Data for the task below:
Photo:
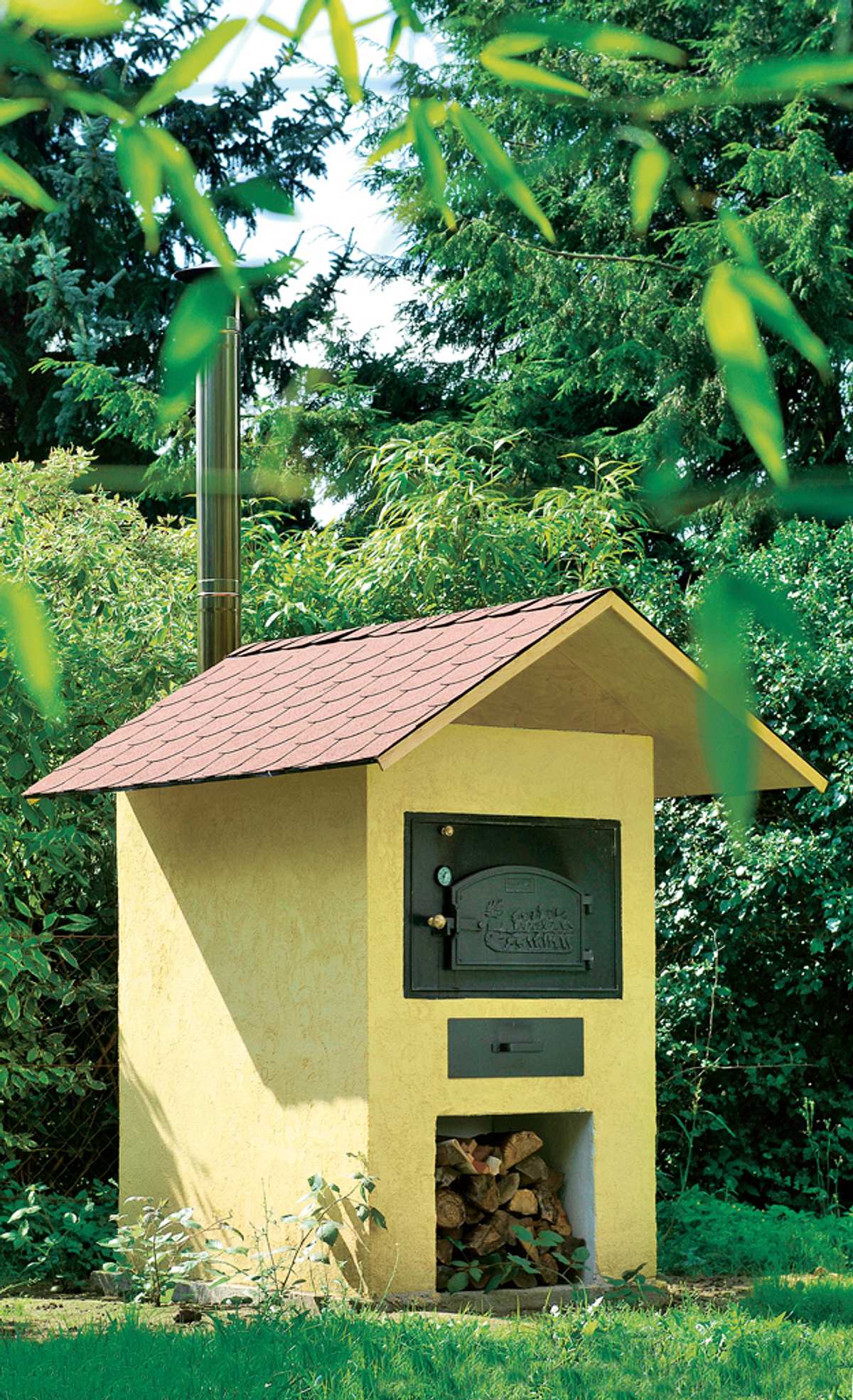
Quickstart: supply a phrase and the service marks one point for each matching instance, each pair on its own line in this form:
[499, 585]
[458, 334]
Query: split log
[551, 1210]
[473, 1213]
[508, 1186]
[493, 1232]
[528, 1222]
[483, 1192]
[453, 1154]
[483, 1238]
[532, 1170]
[450, 1209]
[444, 1251]
[515, 1147]
[522, 1203]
End of Data for the task.
--- Problem to solve ---
Give back exactly the lines from the one containing "Quickstart: supply a" through the end of the listing above, with both ends included and nothing added.

--- Completed exercise ---
Quickstart: supply a phrase and the service marks one point for each matching instance, each pair on its own line in this form:
[499, 585]
[458, 334]
Query: split log
[551, 1210]
[473, 1213]
[508, 1186]
[493, 1232]
[528, 1222]
[483, 1192]
[453, 1154]
[483, 1238]
[532, 1170]
[450, 1209]
[444, 1251]
[515, 1147]
[522, 1203]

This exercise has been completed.